Provided passage:
↓

We did a day-trip to Malta yesterday. Ignoramus that I am, I knew little to nothing of Malta beyond John Huston’s movie The Maltese Falcon and the existence of a group called the Knights of Malta. I now know that it’s a small island with an even smaller one, Gozo, tagged onto it, and that the population totals under half a million. From the brief contact I had with them, the people seem similar to the Sicilians, who live a 90-minute ferry-ride away (although that could be my ignorance working again, since Belfast and Cairnryan are separated by about the same amount of time but the Irish and the Scots, are quite distinct).

↑

Available data:
↓

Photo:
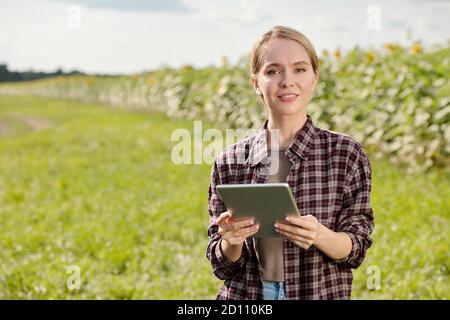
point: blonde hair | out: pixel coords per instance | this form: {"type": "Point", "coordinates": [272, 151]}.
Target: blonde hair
{"type": "Point", "coordinates": [281, 32]}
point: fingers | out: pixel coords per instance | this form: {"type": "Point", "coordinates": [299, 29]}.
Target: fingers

↑

Work instructions:
[a] Answer these questions from the Malta day-trip text:
(i) Which movie by John Huston does the writer mention?
(ii) What is the name of the smaller island attached to Malta?
(iii) How long is the ferry ride to where the Sicilians live?
[b] Reproduce word for word the stretch of the Malta day-trip text from "We did a day-trip" through "are quite distinct).".
[c] Write the next part of the Malta day-trip text, picking up after its last sentence.
The records aren't needed for anything here.

Solved problems:
[a]
(i) The Maltese Falcon
(ii) Gozo
(iii) 90 minutes

[b]
We did a day-trip to Malta yesterday. Ignoramus that I am, I knew little to nothing of Malta beyond John Huston’s movie The Maltese Falcon and the existence of a group called the Knights of Malta. I now know that it’s a small island with an even smaller one, Gozo, tagged onto it, and that the population totals under half a million. From the brief contact I had with them, the people seem similar to the Sicilians, who live a 90-minute ferry-ride away (although that could be my ignorance working again, since Belfast and Cairnryan are separated by about the same amount of time but the Irish and the Scots, are quite distinct).

[c]
Our guide was a small, craggy-faced bundle of energy who peppered us with information about his country, of which he was clearly proud. What struck me was the way in which the island had been used by a succession of superior forces down the centuries. The Arabs, the Holy Roman Empire/Knights of Malta, the French, the British - again and again outsiders overran it and used it for their own purposes. Each invader left benefits in terms of architecture and trade while essentially using the island for their ends, not that of the Maltese. Napoleon for example during his short stay there reformed finance and education and abolished slavery, but he also seized the island in the first instance by pretending he wanted to resupply his ships on their way to Egypt, but once in port, turned his guns on the hospitable Maltese. The start of the nineteenth century saw Malta become part of the British Empire, used as a stop-over point on the way to India. During the Second World War the British made sure that it wasn’t overrun by Mussolini’s Italy, not for its own sake but rather because its loss would have dented British morale. Today it’s a tiny republic and regularly gets thumped in international football.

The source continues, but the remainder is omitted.